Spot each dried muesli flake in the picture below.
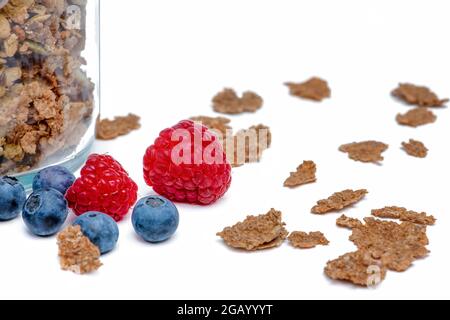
[288,231,330,249]
[97,113,141,140]
[336,214,362,229]
[213,89,264,114]
[284,161,317,188]
[224,124,272,167]
[402,139,428,158]
[191,116,232,139]
[350,218,429,272]
[372,207,436,226]
[397,108,437,128]
[311,189,369,214]
[217,209,288,251]
[286,77,331,101]
[339,141,389,163]
[392,83,449,107]
[325,251,386,287]
[58,226,102,274]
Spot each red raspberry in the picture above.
[144,120,231,205]
[66,154,138,221]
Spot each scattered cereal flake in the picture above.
[58,226,102,274]
[213,89,264,114]
[311,189,369,214]
[397,108,437,128]
[97,113,141,140]
[224,124,272,167]
[191,116,232,138]
[402,139,428,158]
[372,207,436,226]
[241,91,264,112]
[284,161,317,188]
[350,218,429,272]
[286,77,331,101]
[325,251,386,287]
[392,83,449,107]
[217,209,288,251]
[339,141,389,163]
[288,231,330,249]
[336,214,362,229]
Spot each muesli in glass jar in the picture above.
[0,0,99,185]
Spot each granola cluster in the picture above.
[0,0,94,174]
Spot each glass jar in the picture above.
[0,0,100,187]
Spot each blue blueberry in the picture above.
[33,166,75,194]
[73,212,119,254]
[22,189,69,237]
[0,177,27,221]
[131,196,180,243]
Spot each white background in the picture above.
[0,0,450,299]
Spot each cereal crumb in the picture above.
[213,89,264,114]
[402,139,428,158]
[339,141,389,163]
[288,231,330,249]
[372,207,436,226]
[97,113,141,140]
[224,124,272,167]
[325,251,386,287]
[286,77,331,102]
[217,209,288,251]
[350,218,429,272]
[336,214,362,229]
[58,226,102,274]
[311,189,369,214]
[191,116,232,139]
[284,161,317,188]
[397,108,437,128]
[392,83,449,107]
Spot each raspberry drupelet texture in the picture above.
[66,154,138,221]
[144,120,231,205]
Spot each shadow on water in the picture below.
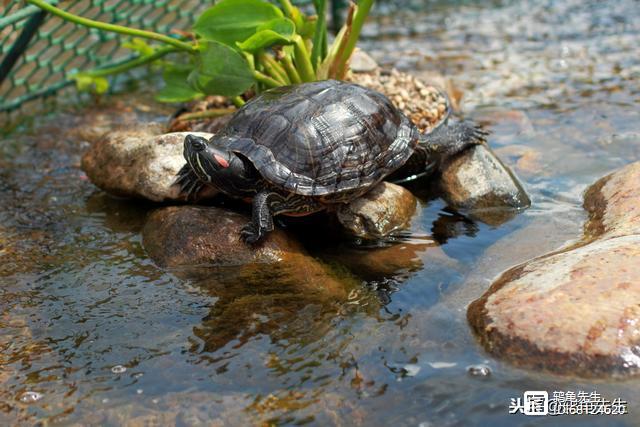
[0,0,640,426]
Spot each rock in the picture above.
[337,182,417,239]
[142,206,303,267]
[584,162,640,237]
[467,162,640,377]
[82,127,216,202]
[349,49,379,73]
[440,145,531,225]
[348,69,450,132]
[142,206,344,299]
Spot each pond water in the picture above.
[0,0,640,426]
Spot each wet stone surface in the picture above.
[142,206,303,267]
[468,162,640,377]
[82,129,215,202]
[337,182,417,239]
[439,145,531,225]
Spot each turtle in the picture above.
[176,80,487,244]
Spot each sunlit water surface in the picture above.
[0,0,640,426]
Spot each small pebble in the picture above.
[429,362,457,369]
[111,365,127,374]
[467,365,491,377]
[20,391,44,403]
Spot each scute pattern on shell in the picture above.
[218,80,419,197]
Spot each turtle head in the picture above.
[184,135,256,196]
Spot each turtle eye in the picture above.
[213,154,229,168]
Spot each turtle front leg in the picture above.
[240,190,282,245]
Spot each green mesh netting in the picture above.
[0,0,211,111]
[0,0,345,112]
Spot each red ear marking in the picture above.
[213,154,229,168]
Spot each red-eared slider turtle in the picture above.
[177,80,486,243]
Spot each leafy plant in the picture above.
[26,0,373,106]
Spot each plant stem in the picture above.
[178,108,236,120]
[336,0,374,78]
[231,96,246,108]
[282,55,302,83]
[26,0,197,53]
[253,71,282,87]
[78,46,179,77]
[311,0,327,70]
[259,52,291,85]
[293,35,316,82]
[280,0,304,31]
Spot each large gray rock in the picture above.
[337,182,417,239]
[82,127,216,202]
[142,206,303,267]
[468,162,640,377]
[440,145,531,225]
[142,206,344,296]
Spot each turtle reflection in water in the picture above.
[177,80,487,243]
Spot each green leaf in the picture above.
[238,30,293,52]
[71,73,109,95]
[156,67,204,102]
[193,0,283,47]
[188,41,255,96]
[256,18,296,37]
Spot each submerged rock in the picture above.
[584,162,640,237]
[142,206,303,267]
[440,145,531,225]
[468,162,640,377]
[142,206,344,296]
[82,128,215,202]
[337,182,417,239]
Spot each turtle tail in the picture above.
[419,120,489,169]
[173,163,204,200]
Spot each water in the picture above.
[0,0,640,426]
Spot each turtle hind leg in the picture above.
[420,121,489,166]
[173,164,204,200]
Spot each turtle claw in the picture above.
[174,164,203,201]
[240,222,264,245]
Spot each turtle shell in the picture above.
[215,80,419,199]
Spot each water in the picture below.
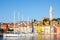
[0,34,60,40]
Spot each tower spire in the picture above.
[50,5,53,20]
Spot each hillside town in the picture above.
[0,18,60,34]
[0,6,60,34]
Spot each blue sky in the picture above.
[0,0,60,22]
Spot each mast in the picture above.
[13,11,15,33]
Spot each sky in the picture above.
[0,0,60,22]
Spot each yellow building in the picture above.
[37,25,42,33]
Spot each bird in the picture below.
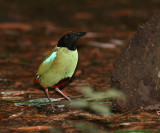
[34,31,86,112]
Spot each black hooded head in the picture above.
[57,32,86,51]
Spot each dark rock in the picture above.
[112,12,160,110]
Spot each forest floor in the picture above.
[0,0,160,133]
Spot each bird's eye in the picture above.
[64,34,71,38]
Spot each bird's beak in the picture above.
[77,32,87,37]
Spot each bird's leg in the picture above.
[55,87,72,102]
[44,88,55,112]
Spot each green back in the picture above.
[37,47,78,87]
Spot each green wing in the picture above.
[36,47,59,76]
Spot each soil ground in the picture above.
[0,0,160,133]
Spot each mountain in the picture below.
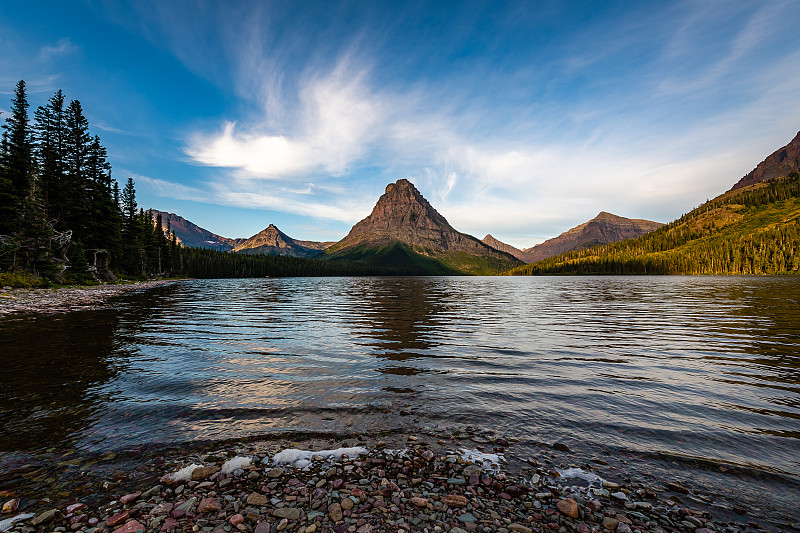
[233,224,333,257]
[520,211,664,263]
[509,168,800,275]
[325,179,519,274]
[731,132,800,191]
[481,233,525,261]
[150,209,244,252]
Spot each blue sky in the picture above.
[0,0,800,247]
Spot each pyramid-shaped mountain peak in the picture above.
[327,179,514,270]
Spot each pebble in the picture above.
[119,492,142,505]
[247,492,269,507]
[106,511,131,527]
[328,498,344,522]
[411,496,428,507]
[197,498,222,513]
[3,498,19,514]
[556,498,580,518]
[114,520,147,533]
[267,468,283,479]
[272,507,300,520]
[444,494,467,507]
[192,466,220,481]
[1,439,768,533]
[667,482,689,494]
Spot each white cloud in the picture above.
[187,61,384,179]
[175,3,800,247]
[134,173,372,222]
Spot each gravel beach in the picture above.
[0,280,174,318]
[0,435,776,533]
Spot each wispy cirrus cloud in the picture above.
[111,1,800,246]
[39,37,78,60]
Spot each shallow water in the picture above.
[0,277,800,515]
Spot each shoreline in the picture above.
[0,434,797,533]
[0,279,177,320]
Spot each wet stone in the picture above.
[267,468,283,479]
[247,492,269,507]
[197,498,222,513]
[192,466,220,481]
[106,511,131,527]
[603,516,619,531]
[410,496,428,507]
[272,507,300,520]
[119,492,142,505]
[3,498,19,514]
[31,509,58,526]
[328,503,343,522]
[556,498,580,518]
[667,482,689,494]
[114,520,146,533]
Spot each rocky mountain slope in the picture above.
[233,224,333,257]
[325,179,519,273]
[509,130,800,275]
[481,233,525,261]
[731,132,800,191]
[520,211,664,263]
[150,209,245,252]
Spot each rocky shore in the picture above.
[0,280,173,318]
[0,436,776,533]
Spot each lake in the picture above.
[0,277,800,517]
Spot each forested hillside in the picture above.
[509,172,800,275]
[0,81,180,283]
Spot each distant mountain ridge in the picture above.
[481,233,525,261]
[508,129,800,275]
[522,211,664,263]
[483,211,664,263]
[325,179,519,273]
[233,224,334,258]
[730,131,800,191]
[150,209,245,252]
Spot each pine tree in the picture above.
[0,80,35,236]
[34,90,67,222]
[63,100,90,241]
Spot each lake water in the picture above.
[0,277,800,517]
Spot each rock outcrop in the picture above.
[150,209,244,252]
[730,132,800,191]
[326,179,516,262]
[481,234,525,261]
[233,224,333,257]
[521,211,664,263]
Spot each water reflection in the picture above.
[0,311,120,451]
[0,277,800,520]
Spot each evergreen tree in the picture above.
[0,80,34,236]
[63,100,90,241]
[34,90,67,222]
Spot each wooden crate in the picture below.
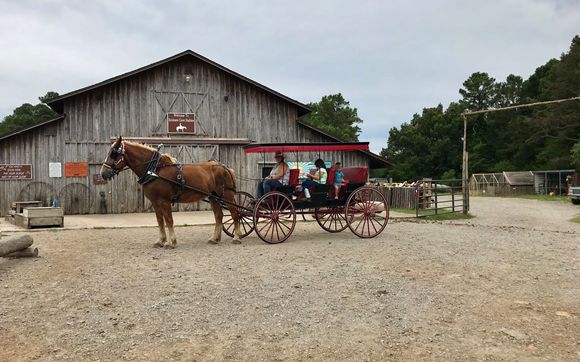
[11,201,42,214]
[14,207,64,229]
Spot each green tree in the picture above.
[381,103,464,181]
[304,93,363,142]
[0,92,58,136]
[459,72,498,111]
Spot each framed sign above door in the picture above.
[167,113,195,134]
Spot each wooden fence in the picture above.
[376,186,417,210]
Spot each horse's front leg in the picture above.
[224,191,242,244]
[153,204,167,248]
[163,202,177,249]
[207,200,224,244]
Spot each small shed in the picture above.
[534,169,575,195]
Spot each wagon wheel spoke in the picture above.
[254,192,296,244]
[223,191,254,238]
[345,187,389,238]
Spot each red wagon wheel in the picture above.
[254,191,296,244]
[314,206,348,233]
[222,191,254,238]
[345,187,389,238]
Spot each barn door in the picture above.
[151,90,209,136]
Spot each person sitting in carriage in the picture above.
[302,158,328,200]
[256,151,290,199]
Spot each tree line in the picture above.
[381,36,580,180]
[0,92,58,137]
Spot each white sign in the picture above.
[48,162,62,177]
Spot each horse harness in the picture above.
[137,150,236,205]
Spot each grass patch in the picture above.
[500,195,570,202]
[422,212,474,221]
[389,207,474,221]
[389,207,415,215]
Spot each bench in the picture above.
[11,201,42,214]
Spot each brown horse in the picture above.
[101,137,241,248]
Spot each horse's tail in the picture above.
[223,165,236,192]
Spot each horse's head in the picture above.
[101,136,127,180]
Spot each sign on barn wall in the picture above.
[93,173,108,185]
[167,113,195,134]
[64,162,89,177]
[0,165,32,181]
[48,162,62,177]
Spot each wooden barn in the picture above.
[0,50,389,216]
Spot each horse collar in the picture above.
[137,151,161,185]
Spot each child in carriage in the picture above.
[302,158,328,200]
[334,162,346,199]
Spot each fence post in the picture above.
[415,185,419,217]
[434,184,439,215]
[451,186,455,212]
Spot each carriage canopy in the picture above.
[244,142,369,153]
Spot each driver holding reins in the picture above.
[256,151,290,199]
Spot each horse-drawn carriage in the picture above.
[223,142,389,244]
[101,137,389,248]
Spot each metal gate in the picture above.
[415,179,469,217]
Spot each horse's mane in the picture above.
[123,141,177,163]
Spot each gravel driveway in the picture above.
[0,198,580,361]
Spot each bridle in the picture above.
[103,142,127,175]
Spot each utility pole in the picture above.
[461,97,580,214]
[461,113,469,214]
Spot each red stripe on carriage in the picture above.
[244,142,369,153]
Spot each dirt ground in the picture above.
[0,198,580,361]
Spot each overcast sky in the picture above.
[0,0,580,152]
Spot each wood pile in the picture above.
[373,180,431,210]
[0,234,38,258]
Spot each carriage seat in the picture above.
[330,167,369,198]
[274,168,300,195]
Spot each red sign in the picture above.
[167,113,195,134]
[93,173,107,185]
[64,162,89,177]
[0,165,32,180]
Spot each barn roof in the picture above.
[503,171,534,186]
[0,115,64,141]
[47,49,310,117]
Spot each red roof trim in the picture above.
[244,142,369,153]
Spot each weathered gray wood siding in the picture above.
[0,57,368,215]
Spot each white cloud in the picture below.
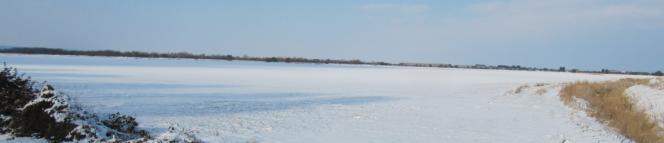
============================================================
#### Verilen görev:
Yukarıdaki verilerde "Spot each scute" ifadesini içeren satırdan "[0,6,60,34]" ifadesini içeren satıra kadar olan satırları, iki uç satır da dahil, aynen yazıya geçirin. Resimleri yanıta almayın.

#### Alıştırmanın yanıtı:
Spot each scute pattern on shell in the picture above.
[218,80,419,197]
Spot each turtle head in the picture above.
[184,135,256,196]
Spot each turtle eye in the picture above.
[213,154,229,168]
Spot each turtle front leg in the picture above.
[240,190,282,245]
Spot each green mesh netting in the picture above.
[0,0,211,111]
[0,0,345,112]
Spot each red ear marking in the picture above.
[213,154,229,168]
Spot each red-eared slider turtle in the picture above.
[177,80,486,243]
Spot each leafy plant in the picture above.
[26,0,373,106]
Spot each plant stem in the picture above.
[178,108,236,120]
[336,0,374,78]
[231,96,246,108]
[282,55,302,83]
[26,0,197,53]
[253,71,282,87]
[78,46,179,77]
[311,0,327,70]
[259,52,291,85]
[293,35,316,82]
[280,0,304,31]
Spot each large gray rock in the picture above.
[337,182,417,239]
[82,127,216,202]
[142,206,303,267]
[468,162,640,377]
[440,145,531,225]
[142,206,344,296]
Spot each turtle reflection in water in the picture above.
[177,80,487,243]
Spot each green leaf in the picture above.
[238,30,293,52]
[71,73,109,95]
[156,67,204,102]
[193,0,283,47]
[188,41,255,96]
[256,18,296,37]
Spot each submerged rock in the picture above.
[584,162,640,237]
[142,206,303,267]
[440,145,531,225]
[468,162,640,377]
[142,206,344,296]
[82,128,215,202]
[337,182,417,239]
Spot each turtle tail in the picture above.
[419,120,489,169]
[173,163,204,200]
Spot each water in the picture above.
[0,0,640,426]
Spot each turtle hind leg in the picture above.
[420,121,489,166]
[173,164,204,200]
Spot each turtle claw in the picture above.
[174,164,203,201]
[240,222,264,245]
Spot each turtle shell in the picture above.
[215,80,419,199]
Spot each water in the picture below.
[0,34,60,40]
Spot each tower spire in the picture above.
[50,5,53,20]
Spot each hillside town in the picture above.
[0,18,60,34]
[0,6,60,34]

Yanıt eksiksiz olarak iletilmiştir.